Records from a collection:
****************************************
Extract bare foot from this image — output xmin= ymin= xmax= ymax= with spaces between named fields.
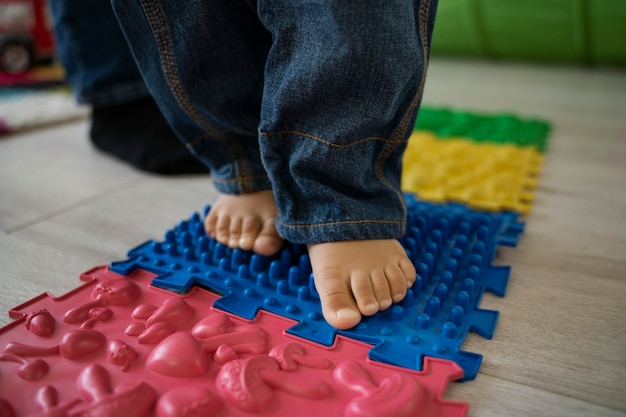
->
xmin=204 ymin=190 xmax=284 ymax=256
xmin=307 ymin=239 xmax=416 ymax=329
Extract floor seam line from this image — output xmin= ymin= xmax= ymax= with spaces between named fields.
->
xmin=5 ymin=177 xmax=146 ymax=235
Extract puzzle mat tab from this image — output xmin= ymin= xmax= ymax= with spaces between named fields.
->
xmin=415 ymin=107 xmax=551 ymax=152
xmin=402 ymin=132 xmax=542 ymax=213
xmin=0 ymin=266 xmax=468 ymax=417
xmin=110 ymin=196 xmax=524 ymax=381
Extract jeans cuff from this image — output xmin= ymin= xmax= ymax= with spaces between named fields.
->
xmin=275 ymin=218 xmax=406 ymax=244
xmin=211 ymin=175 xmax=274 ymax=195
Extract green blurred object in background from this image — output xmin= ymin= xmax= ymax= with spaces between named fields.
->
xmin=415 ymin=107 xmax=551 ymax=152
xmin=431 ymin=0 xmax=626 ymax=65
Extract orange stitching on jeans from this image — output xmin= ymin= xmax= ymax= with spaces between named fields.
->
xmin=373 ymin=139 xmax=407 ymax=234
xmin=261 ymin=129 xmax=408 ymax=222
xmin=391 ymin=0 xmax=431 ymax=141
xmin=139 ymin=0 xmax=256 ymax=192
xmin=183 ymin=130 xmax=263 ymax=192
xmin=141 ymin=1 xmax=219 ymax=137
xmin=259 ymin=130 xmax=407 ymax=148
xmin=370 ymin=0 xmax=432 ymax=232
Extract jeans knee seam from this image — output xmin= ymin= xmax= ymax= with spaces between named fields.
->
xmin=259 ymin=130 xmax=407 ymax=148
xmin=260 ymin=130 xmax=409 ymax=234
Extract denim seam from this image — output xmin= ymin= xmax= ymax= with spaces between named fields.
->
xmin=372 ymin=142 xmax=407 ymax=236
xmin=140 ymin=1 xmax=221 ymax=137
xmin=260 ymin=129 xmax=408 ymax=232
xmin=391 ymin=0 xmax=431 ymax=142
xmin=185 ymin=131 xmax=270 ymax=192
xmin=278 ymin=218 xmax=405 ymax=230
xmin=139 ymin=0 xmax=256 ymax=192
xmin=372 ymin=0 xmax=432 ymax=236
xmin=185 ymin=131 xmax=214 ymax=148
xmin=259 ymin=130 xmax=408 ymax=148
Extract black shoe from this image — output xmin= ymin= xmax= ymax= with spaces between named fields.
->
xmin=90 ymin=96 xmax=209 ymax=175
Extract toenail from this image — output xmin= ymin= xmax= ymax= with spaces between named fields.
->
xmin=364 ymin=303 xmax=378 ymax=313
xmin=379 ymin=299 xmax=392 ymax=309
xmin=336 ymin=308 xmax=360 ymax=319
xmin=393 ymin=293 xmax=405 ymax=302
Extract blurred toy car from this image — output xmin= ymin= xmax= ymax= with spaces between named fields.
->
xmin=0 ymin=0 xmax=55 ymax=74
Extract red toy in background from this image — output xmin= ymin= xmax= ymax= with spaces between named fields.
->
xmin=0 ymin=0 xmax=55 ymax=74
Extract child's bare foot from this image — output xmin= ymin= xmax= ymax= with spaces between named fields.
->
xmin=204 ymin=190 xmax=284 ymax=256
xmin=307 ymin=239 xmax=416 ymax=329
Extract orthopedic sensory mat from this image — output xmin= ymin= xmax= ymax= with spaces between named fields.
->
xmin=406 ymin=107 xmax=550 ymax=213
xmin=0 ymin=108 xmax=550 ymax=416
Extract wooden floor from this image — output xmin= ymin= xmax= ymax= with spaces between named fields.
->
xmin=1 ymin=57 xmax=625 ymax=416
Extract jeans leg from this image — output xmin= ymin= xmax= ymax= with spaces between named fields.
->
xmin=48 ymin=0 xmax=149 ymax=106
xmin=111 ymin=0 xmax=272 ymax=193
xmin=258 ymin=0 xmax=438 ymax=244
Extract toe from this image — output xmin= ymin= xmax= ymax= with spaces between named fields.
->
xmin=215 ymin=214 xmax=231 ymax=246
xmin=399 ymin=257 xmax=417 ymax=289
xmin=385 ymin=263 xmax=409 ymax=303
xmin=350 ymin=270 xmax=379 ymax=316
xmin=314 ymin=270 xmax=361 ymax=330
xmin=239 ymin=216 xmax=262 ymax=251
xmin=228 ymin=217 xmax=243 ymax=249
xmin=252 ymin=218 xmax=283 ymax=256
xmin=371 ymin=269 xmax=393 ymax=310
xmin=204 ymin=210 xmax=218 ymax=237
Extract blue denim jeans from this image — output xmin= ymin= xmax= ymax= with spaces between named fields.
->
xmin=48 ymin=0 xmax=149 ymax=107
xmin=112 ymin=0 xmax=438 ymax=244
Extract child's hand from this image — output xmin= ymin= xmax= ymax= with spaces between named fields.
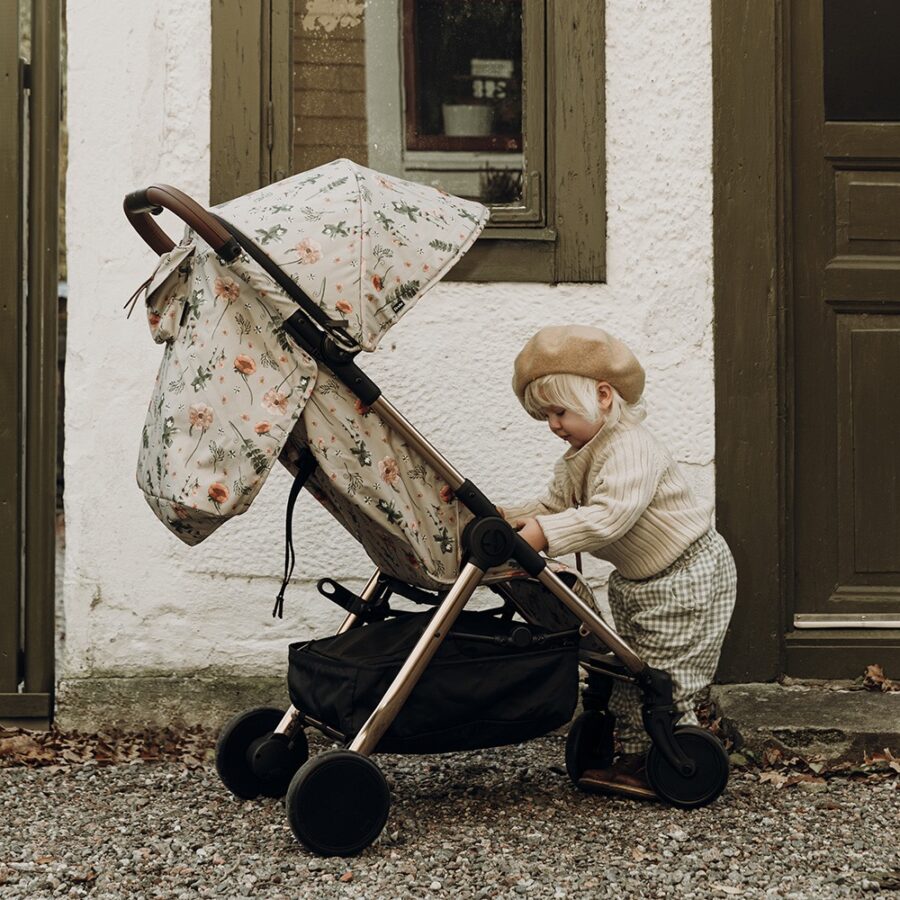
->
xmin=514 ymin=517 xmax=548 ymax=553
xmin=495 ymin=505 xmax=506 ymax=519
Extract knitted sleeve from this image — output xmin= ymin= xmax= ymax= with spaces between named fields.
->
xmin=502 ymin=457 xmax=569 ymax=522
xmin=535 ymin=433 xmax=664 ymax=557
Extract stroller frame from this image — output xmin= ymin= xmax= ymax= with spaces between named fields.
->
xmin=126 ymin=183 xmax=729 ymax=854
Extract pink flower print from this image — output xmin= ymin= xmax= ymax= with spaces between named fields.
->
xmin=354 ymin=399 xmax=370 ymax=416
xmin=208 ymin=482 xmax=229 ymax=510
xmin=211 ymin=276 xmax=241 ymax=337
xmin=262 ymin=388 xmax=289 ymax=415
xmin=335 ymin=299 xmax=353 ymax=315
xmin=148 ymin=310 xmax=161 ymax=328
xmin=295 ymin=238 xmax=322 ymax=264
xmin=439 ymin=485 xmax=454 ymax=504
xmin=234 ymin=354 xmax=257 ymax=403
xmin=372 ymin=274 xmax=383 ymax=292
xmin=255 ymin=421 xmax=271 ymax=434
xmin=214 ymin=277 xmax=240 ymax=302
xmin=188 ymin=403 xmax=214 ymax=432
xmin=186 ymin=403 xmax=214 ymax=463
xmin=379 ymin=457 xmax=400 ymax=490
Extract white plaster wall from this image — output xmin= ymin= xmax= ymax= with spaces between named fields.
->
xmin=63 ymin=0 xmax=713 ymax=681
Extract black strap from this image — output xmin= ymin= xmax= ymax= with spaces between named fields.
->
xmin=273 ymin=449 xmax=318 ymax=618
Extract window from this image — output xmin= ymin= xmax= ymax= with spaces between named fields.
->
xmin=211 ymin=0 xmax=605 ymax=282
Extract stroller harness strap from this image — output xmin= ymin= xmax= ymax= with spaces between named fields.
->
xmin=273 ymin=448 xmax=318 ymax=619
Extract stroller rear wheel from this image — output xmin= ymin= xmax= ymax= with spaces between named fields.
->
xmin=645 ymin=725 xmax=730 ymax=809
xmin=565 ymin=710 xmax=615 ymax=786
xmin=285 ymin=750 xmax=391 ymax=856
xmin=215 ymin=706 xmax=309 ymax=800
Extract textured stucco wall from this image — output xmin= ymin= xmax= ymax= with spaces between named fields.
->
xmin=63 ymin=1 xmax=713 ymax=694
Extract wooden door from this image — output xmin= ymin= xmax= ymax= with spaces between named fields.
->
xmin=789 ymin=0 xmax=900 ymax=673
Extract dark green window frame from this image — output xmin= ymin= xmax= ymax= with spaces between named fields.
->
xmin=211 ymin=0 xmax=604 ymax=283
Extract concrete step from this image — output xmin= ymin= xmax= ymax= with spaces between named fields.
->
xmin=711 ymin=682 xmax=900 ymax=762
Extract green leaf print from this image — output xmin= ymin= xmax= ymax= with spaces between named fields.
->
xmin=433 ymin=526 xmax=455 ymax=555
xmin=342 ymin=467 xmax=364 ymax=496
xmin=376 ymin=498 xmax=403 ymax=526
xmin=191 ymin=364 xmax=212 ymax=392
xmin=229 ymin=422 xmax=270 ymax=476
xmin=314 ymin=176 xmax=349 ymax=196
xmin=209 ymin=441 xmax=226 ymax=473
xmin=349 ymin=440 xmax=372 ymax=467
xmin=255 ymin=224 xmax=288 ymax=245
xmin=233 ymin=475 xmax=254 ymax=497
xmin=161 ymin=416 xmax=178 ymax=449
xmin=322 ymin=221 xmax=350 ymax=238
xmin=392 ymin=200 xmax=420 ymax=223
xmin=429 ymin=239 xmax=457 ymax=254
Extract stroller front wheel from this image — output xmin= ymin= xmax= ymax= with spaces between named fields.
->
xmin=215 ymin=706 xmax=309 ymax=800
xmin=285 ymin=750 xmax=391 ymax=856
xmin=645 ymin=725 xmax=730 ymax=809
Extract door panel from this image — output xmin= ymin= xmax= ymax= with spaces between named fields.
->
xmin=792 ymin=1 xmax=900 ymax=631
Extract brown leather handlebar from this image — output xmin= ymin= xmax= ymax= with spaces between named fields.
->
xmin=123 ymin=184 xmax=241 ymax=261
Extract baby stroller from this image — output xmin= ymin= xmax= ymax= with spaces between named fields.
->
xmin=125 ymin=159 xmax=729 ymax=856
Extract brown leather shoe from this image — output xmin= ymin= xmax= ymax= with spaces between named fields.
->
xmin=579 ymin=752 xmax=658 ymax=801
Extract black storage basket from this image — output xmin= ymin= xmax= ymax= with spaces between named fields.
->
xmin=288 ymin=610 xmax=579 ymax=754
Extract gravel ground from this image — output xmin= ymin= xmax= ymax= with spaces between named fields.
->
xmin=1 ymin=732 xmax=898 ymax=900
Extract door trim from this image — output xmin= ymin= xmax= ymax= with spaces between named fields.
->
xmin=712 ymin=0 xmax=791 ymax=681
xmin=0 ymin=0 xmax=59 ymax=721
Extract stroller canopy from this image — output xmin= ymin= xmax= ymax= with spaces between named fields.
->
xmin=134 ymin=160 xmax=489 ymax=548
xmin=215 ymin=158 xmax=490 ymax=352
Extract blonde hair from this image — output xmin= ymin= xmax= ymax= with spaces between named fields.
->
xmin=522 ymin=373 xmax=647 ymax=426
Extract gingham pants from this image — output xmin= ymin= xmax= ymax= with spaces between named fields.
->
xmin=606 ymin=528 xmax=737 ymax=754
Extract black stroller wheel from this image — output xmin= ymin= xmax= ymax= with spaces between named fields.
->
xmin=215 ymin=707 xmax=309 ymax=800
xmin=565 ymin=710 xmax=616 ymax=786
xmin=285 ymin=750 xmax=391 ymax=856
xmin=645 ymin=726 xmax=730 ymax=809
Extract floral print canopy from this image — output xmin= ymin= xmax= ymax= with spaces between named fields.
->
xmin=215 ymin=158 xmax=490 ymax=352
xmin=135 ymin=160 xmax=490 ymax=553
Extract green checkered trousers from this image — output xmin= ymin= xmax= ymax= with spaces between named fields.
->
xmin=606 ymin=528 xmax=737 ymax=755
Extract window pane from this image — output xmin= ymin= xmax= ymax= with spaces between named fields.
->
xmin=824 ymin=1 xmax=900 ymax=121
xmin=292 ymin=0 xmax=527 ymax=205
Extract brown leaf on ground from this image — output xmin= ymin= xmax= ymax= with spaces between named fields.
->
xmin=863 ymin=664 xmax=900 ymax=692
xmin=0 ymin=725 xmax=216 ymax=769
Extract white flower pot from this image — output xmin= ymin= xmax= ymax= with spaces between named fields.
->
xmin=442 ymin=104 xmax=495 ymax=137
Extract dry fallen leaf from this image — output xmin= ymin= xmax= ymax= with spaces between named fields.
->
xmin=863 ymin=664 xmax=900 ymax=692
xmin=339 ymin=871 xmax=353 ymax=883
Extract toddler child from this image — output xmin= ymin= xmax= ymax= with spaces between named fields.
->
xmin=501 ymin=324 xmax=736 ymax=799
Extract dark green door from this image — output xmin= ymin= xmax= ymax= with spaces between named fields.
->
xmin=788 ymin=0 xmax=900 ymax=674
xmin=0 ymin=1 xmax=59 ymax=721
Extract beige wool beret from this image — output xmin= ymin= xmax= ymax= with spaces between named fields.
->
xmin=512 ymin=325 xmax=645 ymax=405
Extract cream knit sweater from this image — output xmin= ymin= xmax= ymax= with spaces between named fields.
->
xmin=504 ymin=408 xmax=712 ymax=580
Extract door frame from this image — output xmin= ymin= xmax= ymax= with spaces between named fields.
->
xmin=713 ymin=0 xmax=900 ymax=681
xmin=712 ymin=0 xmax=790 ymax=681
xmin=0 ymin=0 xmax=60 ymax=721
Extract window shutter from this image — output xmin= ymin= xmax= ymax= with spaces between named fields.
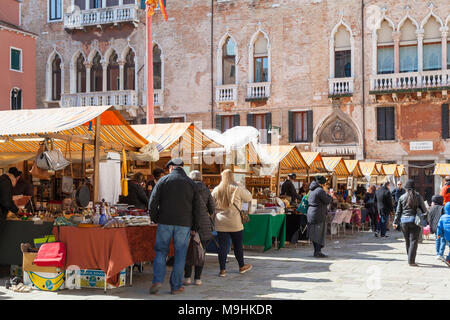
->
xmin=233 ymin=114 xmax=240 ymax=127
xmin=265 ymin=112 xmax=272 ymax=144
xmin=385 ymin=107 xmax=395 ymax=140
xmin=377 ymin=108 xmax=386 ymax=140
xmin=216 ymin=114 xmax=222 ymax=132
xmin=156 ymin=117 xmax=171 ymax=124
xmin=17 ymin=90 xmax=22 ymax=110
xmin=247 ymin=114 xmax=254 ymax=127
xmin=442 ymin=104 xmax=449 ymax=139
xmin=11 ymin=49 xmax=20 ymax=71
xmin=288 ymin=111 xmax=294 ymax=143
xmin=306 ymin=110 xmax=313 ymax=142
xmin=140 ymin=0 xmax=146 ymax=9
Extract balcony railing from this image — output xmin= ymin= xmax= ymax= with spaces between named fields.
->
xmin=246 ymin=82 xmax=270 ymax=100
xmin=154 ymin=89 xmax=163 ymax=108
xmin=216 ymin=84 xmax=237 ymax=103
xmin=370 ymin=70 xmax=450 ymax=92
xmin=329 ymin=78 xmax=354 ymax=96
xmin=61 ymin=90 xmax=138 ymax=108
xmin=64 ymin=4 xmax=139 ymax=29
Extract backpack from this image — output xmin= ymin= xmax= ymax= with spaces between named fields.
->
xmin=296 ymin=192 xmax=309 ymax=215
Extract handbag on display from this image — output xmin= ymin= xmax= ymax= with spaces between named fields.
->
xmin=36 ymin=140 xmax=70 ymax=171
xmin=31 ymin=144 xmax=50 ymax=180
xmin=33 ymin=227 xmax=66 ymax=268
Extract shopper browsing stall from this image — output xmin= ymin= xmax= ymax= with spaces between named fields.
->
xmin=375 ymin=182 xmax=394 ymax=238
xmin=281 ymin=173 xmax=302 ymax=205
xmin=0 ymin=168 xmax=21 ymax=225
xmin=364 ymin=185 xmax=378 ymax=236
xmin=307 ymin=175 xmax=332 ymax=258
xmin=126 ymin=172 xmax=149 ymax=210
****************************************
• EXERCISE OBJECTIVE
Above are the records; copy every line in them that holds the word "jeans".

• TASK ANSWER
Extract jeans cuff from this image — output xmin= ymin= xmax= ymax= with spaces between named fields.
Extract orange stitching on jeans from this image — output xmin= ymin= xmax= ymax= with spaces between named fields.
Extract jeans knee seam from this image — output xmin= ymin= xmax= ymax= with spaces between named fields.
Extract jeans leg from this image — output xmin= ymin= xmax= ymax= with spaces between named fields.
Extract blue denim jeans from this image — output xmin= ymin= xmax= ymax= with spaces between named fields.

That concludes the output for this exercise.